__What you should do__.
Tally the lines in the listing below that contain the string "foliage", treating the match as case-sensitive, and give only the number.

__Provided data__.
-=-=-=-=-

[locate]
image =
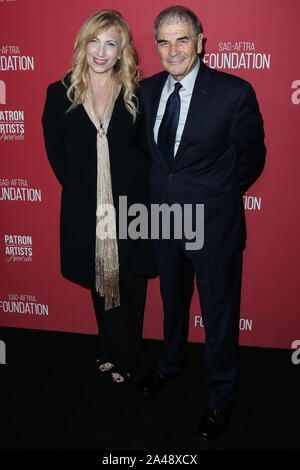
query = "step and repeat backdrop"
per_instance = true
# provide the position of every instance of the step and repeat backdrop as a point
(254, 39)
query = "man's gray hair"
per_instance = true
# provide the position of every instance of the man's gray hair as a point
(175, 13)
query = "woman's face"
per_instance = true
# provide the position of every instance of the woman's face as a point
(103, 50)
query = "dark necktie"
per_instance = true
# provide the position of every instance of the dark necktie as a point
(168, 127)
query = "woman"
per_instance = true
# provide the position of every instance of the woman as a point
(92, 129)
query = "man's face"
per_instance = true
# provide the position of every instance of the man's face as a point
(178, 48)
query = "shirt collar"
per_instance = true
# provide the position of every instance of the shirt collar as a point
(188, 81)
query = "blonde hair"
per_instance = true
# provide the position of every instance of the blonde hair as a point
(126, 69)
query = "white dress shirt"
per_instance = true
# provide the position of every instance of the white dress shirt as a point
(185, 94)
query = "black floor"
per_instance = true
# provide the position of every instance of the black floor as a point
(52, 398)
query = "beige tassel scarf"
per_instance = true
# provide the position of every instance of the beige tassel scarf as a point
(106, 252)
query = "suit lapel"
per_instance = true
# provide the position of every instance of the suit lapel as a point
(198, 103)
(155, 98)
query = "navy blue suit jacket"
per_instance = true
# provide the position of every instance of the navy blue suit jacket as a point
(220, 155)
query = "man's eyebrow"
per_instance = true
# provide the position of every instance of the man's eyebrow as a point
(160, 41)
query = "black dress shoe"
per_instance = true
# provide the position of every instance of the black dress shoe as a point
(153, 382)
(213, 423)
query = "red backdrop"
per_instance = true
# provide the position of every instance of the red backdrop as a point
(254, 39)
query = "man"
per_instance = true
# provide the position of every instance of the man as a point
(206, 140)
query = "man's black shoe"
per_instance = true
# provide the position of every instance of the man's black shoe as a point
(153, 382)
(213, 424)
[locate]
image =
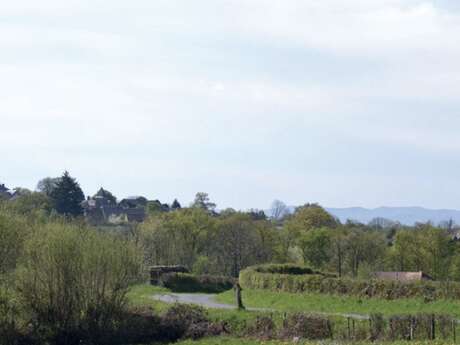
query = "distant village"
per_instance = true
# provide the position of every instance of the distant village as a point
(104, 209)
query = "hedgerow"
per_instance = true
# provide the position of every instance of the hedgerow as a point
(184, 282)
(317, 282)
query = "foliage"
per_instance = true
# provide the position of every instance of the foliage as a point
(344, 304)
(206, 244)
(47, 185)
(251, 279)
(67, 196)
(308, 217)
(316, 247)
(106, 195)
(183, 282)
(73, 281)
(203, 202)
(284, 269)
(13, 233)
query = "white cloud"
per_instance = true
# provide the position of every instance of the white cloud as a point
(264, 92)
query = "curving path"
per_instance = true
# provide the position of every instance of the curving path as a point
(208, 301)
(204, 300)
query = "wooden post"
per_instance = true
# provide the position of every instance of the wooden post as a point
(370, 328)
(239, 300)
(411, 336)
(353, 323)
(349, 331)
(454, 330)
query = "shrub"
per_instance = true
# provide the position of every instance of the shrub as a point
(284, 269)
(263, 328)
(377, 326)
(187, 321)
(184, 282)
(138, 325)
(9, 313)
(306, 326)
(73, 282)
(253, 278)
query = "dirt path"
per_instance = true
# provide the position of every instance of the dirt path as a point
(204, 300)
(208, 301)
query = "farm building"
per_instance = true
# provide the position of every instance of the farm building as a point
(157, 271)
(402, 276)
(4, 192)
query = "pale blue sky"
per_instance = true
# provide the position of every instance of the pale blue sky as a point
(340, 102)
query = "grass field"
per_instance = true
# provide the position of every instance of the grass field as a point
(238, 341)
(140, 296)
(288, 302)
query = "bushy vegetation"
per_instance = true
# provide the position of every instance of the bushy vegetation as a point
(65, 282)
(184, 282)
(284, 269)
(340, 304)
(251, 278)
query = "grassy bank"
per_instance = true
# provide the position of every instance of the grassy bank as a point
(238, 341)
(291, 302)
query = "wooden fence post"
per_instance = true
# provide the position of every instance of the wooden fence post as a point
(454, 330)
(412, 328)
(348, 324)
(354, 333)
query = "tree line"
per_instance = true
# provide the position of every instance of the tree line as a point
(224, 242)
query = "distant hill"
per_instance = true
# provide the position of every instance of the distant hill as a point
(404, 215)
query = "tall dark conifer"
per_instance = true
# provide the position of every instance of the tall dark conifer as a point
(68, 196)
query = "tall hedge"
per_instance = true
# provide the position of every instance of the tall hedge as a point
(184, 282)
(251, 278)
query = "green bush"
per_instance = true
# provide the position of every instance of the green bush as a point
(251, 278)
(285, 269)
(184, 282)
(73, 281)
(307, 327)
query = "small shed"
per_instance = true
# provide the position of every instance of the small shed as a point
(403, 276)
(157, 271)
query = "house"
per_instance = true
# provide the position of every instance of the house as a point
(103, 209)
(5, 193)
(402, 276)
(157, 271)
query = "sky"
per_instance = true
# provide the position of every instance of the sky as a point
(345, 103)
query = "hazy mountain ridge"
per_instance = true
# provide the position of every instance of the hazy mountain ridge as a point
(404, 215)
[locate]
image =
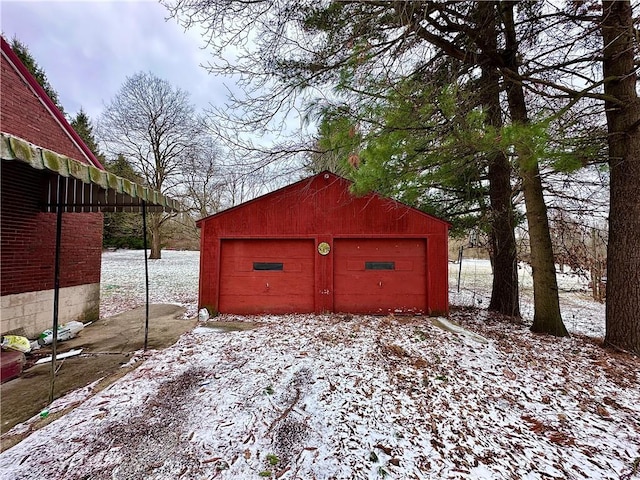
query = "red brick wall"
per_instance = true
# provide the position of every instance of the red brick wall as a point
(23, 115)
(28, 237)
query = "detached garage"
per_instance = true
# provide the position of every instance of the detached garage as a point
(315, 247)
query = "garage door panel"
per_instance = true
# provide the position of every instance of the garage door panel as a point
(267, 276)
(380, 275)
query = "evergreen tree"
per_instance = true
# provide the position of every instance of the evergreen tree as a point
(23, 53)
(81, 123)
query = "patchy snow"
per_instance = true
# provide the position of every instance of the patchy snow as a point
(353, 397)
(172, 279)
(580, 313)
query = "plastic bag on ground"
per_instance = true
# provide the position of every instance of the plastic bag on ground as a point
(65, 332)
(16, 342)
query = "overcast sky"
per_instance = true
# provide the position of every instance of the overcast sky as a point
(88, 48)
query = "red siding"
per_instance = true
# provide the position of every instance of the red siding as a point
(28, 237)
(322, 209)
(22, 114)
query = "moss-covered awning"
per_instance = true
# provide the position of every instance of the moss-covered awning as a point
(86, 188)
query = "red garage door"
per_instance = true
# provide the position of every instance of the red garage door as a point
(266, 276)
(380, 275)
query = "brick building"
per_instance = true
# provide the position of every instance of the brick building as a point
(41, 156)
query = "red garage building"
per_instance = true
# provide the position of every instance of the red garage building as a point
(314, 247)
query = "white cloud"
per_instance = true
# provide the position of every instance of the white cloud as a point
(87, 49)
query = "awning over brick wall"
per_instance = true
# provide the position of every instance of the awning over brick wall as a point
(86, 188)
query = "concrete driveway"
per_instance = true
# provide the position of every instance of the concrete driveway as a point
(107, 345)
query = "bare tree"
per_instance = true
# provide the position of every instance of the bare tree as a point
(154, 126)
(203, 181)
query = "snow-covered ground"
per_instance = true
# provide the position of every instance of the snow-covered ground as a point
(172, 279)
(353, 397)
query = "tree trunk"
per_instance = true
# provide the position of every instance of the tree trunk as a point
(504, 292)
(155, 223)
(546, 317)
(623, 123)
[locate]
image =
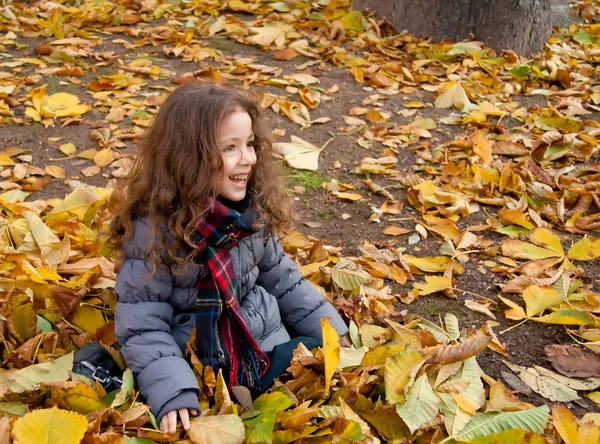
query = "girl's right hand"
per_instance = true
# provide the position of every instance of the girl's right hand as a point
(168, 423)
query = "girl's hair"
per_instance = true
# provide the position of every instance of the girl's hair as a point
(170, 180)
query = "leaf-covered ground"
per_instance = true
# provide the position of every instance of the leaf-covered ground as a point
(449, 211)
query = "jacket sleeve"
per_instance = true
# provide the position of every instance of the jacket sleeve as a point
(301, 305)
(142, 326)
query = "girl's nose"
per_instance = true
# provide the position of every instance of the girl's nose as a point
(248, 156)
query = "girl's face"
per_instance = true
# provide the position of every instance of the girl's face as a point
(236, 142)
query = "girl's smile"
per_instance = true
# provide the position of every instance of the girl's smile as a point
(236, 142)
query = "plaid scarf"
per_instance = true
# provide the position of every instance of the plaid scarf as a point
(223, 339)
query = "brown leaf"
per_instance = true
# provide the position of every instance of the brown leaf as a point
(285, 54)
(572, 361)
(447, 354)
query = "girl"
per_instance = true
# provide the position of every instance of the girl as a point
(196, 238)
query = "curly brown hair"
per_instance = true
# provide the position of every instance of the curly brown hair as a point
(170, 181)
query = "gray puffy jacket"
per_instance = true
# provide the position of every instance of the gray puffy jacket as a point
(154, 316)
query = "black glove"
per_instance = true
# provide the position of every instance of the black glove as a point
(95, 362)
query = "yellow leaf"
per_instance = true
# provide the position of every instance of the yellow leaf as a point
(90, 171)
(397, 373)
(220, 429)
(73, 111)
(267, 35)
(104, 157)
(565, 424)
(594, 396)
(46, 240)
(348, 279)
(68, 149)
(82, 398)
(60, 101)
(515, 217)
(299, 153)
(482, 147)
(88, 318)
(517, 249)
(392, 207)
(433, 285)
(48, 273)
(37, 95)
(375, 117)
(516, 313)
(6, 161)
(348, 196)
(589, 433)
(455, 97)
(55, 171)
(395, 231)
(88, 154)
(537, 299)
(331, 351)
(35, 115)
(586, 249)
(547, 239)
(429, 264)
(464, 403)
(50, 426)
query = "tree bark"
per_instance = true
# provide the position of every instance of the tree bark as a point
(521, 25)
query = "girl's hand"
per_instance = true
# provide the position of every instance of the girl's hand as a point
(168, 422)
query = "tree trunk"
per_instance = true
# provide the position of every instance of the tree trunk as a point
(521, 25)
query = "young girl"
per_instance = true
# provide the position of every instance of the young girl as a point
(195, 232)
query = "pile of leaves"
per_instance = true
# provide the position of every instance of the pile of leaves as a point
(530, 172)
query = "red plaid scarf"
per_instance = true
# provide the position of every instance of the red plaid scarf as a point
(222, 336)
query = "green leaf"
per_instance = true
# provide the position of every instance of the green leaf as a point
(355, 335)
(29, 377)
(50, 426)
(397, 373)
(586, 384)
(136, 440)
(349, 280)
(260, 427)
(520, 71)
(387, 422)
(483, 424)
(474, 392)
(126, 389)
(455, 418)
(566, 317)
(585, 38)
(452, 326)
(438, 332)
(551, 123)
(352, 21)
(11, 409)
(513, 436)
(538, 299)
(586, 249)
(546, 386)
(221, 429)
(421, 405)
(43, 325)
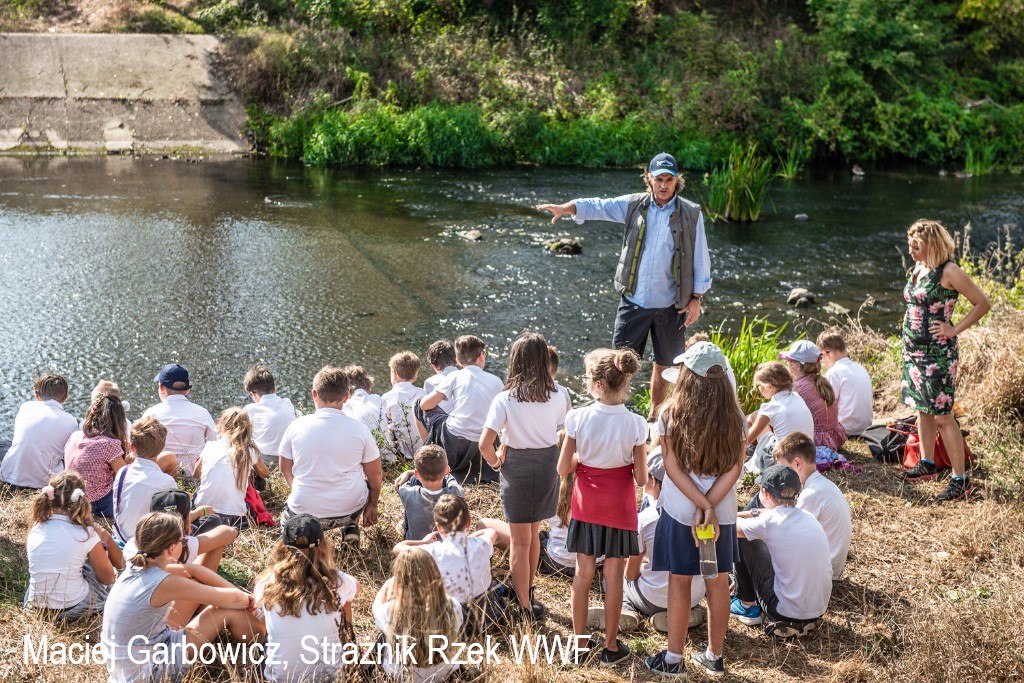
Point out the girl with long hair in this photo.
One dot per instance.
(98, 451)
(225, 467)
(701, 436)
(528, 413)
(71, 560)
(303, 594)
(138, 641)
(605, 445)
(412, 608)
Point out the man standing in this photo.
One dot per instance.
(664, 268)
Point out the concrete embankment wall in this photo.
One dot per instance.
(98, 93)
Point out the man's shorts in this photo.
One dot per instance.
(666, 326)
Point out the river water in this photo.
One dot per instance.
(111, 267)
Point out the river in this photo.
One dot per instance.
(114, 266)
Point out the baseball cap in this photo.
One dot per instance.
(302, 531)
(171, 375)
(777, 478)
(801, 351)
(655, 464)
(171, 501)
(699, 357)
(663, 163)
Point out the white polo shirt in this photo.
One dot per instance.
(132, 499)
(36, 455)
(432, 382)
(800, 557)
(823, 500)
(853, 387)
(270, 417)
(526, 425)
(472, 390)
(328, 450)
(397, 408)
(188, 427)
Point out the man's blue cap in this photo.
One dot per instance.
(663, 163)
(173, 377)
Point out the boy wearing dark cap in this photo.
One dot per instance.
(188, 426)
(783, 577)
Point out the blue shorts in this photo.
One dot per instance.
(676, 552)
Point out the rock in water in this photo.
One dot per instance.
(800, 297)
(565, 246)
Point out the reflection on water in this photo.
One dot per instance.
(112, 267)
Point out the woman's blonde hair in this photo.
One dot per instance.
(704, 423)
(301, 578)
(938, 244)
(155, 534)
(775, 374)
(421, 607)
(68, 489)
(235, 425)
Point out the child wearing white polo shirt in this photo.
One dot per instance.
(401, 438)
(471, 390)
(331, 461)
(850, 380)
(41, 430)
(269, 413)
(188, 426)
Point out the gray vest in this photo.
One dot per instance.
(682, 222)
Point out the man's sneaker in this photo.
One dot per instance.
(790, 629)
(956, 489)
(712, 666)
(657, 665)
(611, 657)
(749, 615)
(921, 472)
(660, 620)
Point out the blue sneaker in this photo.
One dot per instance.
(749, 615)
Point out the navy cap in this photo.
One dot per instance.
(173, 377)
(663, 163)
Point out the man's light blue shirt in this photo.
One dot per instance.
(655, 287)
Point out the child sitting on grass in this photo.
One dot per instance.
(304, 596)
(71, 560)
(421, 487)
(401, 437)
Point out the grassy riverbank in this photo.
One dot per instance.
(475, 83)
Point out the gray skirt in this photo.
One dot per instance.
(529, 484)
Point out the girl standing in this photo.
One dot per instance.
(139, 645)
(930, 350)
(225, 466)
(411, 608)
(702, 449)
(71, 561)
(98, 452)
(302, 595)
(605, 445)
(529, 411)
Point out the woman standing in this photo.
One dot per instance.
(930, 351)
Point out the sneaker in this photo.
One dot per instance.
(611, 657)
(749, 615)
(712, 667)
(956, 489)
(790, 629)
(628, 619)
(657, 665)
(921, 472)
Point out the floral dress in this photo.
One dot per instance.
(929, 363)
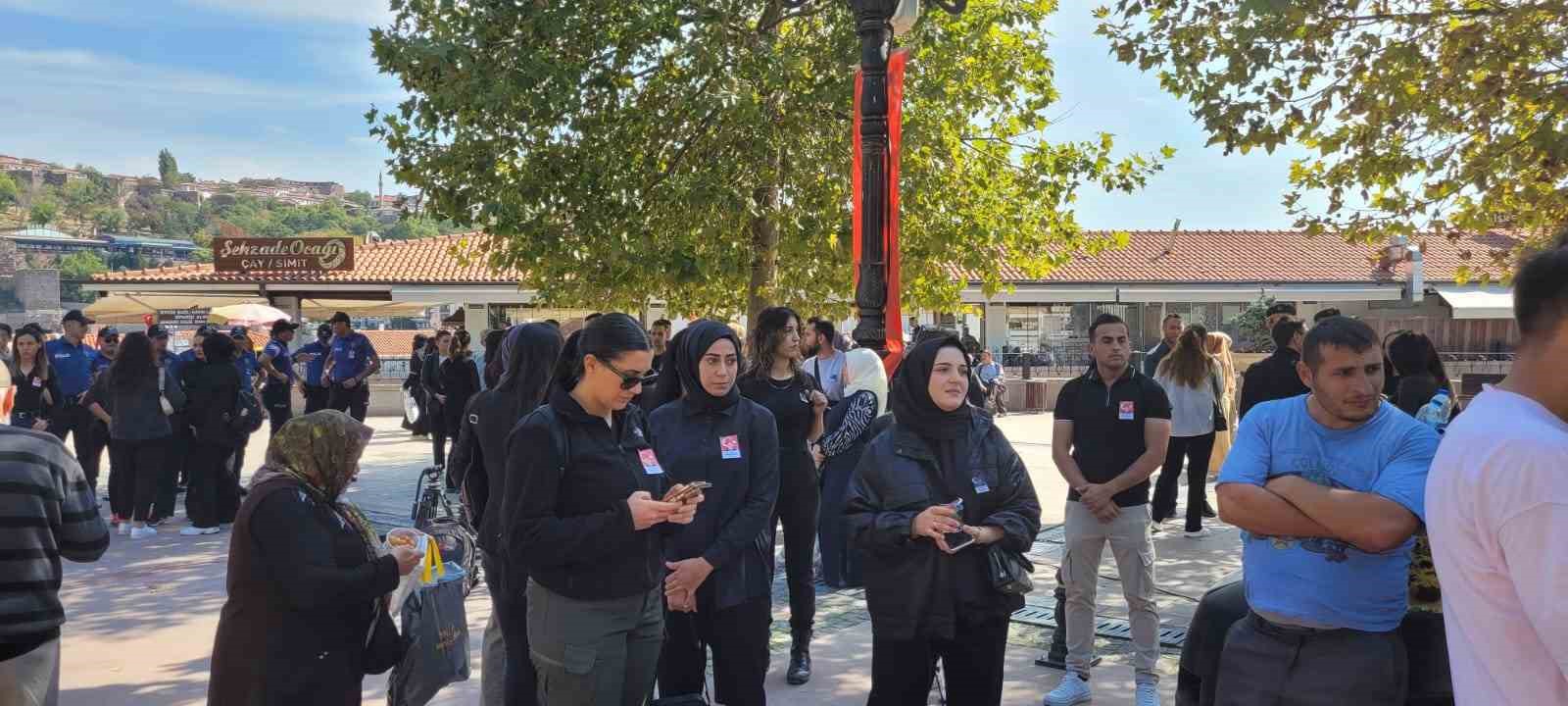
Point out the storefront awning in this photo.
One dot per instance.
(125, 310)
(1479, 302)
(1043, 294)
(1217, 294)
(1337, 292)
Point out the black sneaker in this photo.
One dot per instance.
(799, 667)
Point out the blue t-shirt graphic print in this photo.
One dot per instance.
(1325, 580)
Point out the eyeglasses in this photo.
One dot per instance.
(627, 381)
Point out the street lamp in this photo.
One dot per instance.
(875, 23)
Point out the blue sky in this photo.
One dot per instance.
(279, 86)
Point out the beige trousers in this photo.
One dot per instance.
(1134, 551)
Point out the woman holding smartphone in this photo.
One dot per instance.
(36, 391)
(776, 381)
(941, 476)
(720, 570)
(584, 520)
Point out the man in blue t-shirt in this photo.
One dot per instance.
(352, 361)
(71, 363)
(1329, 490)
(314, 357)
(278, 374)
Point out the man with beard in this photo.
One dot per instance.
(823, 361)
(1329, 490)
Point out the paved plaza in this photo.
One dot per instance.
(141, 620)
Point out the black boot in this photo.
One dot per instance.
(799, 661)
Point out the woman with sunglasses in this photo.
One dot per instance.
(720, 575)
(36, 391)
(775, 380)
(585, 517)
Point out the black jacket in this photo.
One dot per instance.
(566, 522)
(731, 526)
(459, 381)
(1272, 378)
(212, 392)
(302, 598)
(893, 483)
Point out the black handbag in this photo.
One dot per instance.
(1010, 572)
(384, 647)
(682, 700)
(1220, 421)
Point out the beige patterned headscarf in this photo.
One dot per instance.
(321, 452)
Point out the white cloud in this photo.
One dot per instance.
(337, 12)
(361, 13)
(83, 73)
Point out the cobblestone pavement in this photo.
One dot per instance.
(143, 619)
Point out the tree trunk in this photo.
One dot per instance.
(765, 253)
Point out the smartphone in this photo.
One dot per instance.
(684, 491)
(958, 540)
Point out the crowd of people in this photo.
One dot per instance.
(629, 488)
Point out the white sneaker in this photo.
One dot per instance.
(1071, 690)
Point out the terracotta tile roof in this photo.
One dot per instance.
(1194, 256)
(1254, 256)
(423, 261)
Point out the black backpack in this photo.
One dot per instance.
(247, 416)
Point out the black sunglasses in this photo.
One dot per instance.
(627, 381)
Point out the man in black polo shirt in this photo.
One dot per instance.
(1275, 377)
(1110, 435)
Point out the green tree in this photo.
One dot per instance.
(1419, 114)
(169, 169)
(44, 212)
(80, 198)
(75, 269)
(109, 219)
(1250, 328)
(10, 195)
(690, 151)
(365, 200)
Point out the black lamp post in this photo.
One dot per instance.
(872, 21)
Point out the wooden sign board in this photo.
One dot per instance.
(282, 255)
(184, 318)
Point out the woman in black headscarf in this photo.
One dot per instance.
(720, 573)
(478, 467)
(925, 598)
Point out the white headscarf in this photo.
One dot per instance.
(862, 369)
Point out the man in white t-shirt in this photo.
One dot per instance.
(825, 363)
(1497, 512)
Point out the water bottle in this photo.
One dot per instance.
(1437, 412)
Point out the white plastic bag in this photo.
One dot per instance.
(410, 407)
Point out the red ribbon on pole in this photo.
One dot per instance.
(894, 311)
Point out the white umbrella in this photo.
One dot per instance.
(247, 316)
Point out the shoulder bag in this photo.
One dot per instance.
(164, 400)
(1007, 570)
(1220, 421)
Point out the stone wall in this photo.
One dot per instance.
(38, 289)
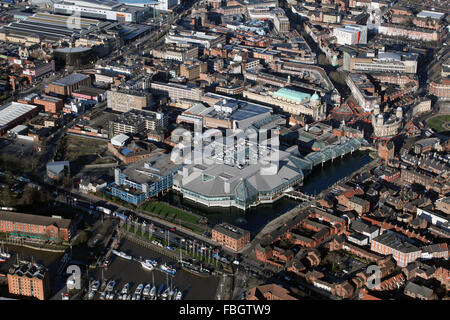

-=-=-=-=-

__In response__.
2